Invalid Memory reads with NPP Distance Transform on Empty Image

miles21 · March 18, 2025, 10:29pm

Hi, I filed the following issue on Github here but I thought I’d also do it here as I was unsure which is preferred.

Description

Problem

When passing an “empty” array (where empty means no values in [MINSITEVALUE, MAXSITEVALUE]) nppDistanceTransform will lead to issues with compute-sanitizer

The following Nvidia docs mention mention

Note that an input image that does not contain at least one site pixel is considered to be an invalid image. If you suspect that your input image may be invalid you can call an NPP function like nppiCountInRange() first to confirm that the image is valid before calling the distance transform function.

However, I assumed that invalid would mean incorrect output which is fine. The issue however is if you run the below code with compute-sanitizer you’ll see

========= Invalid __global__ read of size 4 bytes
=========     at kernelColor(short2 *, short2 *, int)+0x1d0
=========     by thread (55,15,0) in block (0,0,0)

Task prompt —
Decide whether each statement below agrees with the forum post on the NPP distance transform, answering yes or no and quoting the post's deciding words.
1. The post defines an empty array as one with no values in [MINSITEVALUE, MAXSITEVALUE].
2. The documentation quoted in the post suggests calling nppiCountInRange() to check the image before running the distance transform.
3. The compute-sanitizer output in the post reports an invalid write of 8 bytes.

Listing —

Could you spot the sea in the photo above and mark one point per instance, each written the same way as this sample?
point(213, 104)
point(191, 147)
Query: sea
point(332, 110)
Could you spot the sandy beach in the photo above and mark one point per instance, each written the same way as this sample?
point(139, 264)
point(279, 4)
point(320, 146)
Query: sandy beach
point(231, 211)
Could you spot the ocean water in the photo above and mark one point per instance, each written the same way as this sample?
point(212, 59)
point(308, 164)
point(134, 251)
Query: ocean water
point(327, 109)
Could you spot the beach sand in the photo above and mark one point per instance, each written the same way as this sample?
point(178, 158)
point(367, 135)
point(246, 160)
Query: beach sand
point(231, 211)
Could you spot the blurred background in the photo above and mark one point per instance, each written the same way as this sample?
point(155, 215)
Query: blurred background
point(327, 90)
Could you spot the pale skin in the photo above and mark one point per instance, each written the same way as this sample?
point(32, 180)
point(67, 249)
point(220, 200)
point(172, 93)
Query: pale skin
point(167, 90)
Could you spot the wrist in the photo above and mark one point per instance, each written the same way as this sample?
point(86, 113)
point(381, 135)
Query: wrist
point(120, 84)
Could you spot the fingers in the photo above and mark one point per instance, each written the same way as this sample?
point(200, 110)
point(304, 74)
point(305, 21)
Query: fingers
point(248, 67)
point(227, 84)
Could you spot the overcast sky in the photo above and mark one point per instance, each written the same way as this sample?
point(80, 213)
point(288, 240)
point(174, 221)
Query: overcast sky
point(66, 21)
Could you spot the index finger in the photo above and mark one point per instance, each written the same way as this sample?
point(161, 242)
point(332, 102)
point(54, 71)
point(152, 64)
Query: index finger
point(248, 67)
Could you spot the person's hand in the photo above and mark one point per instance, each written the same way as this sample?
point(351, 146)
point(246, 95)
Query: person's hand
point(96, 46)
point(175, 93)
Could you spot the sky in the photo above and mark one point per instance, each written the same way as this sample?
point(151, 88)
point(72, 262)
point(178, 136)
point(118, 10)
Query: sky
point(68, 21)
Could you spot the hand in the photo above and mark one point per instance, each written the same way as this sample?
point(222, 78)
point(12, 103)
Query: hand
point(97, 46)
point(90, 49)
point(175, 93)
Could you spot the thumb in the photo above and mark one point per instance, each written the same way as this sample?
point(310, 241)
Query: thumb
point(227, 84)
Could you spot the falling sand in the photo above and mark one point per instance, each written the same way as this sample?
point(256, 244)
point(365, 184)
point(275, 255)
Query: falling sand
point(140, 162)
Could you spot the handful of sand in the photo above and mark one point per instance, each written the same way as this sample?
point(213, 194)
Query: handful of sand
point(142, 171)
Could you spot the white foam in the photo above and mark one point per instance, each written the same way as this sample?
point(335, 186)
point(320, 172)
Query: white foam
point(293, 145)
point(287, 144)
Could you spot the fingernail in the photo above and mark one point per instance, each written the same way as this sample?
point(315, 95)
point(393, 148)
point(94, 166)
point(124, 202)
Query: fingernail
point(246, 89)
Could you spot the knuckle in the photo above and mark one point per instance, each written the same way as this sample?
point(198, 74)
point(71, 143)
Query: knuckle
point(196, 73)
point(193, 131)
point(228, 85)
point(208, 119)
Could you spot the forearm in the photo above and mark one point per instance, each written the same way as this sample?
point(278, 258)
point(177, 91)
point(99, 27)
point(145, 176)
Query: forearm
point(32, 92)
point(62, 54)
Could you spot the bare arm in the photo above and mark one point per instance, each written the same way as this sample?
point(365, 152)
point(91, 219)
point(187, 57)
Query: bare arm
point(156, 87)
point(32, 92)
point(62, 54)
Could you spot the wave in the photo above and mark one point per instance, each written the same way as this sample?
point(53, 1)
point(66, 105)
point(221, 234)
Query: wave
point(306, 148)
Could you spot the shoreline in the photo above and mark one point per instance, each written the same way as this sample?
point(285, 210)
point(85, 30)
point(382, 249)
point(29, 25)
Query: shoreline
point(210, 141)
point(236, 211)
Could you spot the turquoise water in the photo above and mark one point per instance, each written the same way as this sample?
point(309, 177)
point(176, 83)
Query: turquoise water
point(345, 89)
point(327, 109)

Result —
1. Yes: "where empty means no values in [MINSITEVALUE, MAXSITEVALUE]"
2. Yes: "you can call an NPP function like nppiCountInRange() first to confirm that the image is valid before calling the distance transform function"
3. No: "Invalid __global__ read of size 4 bytes"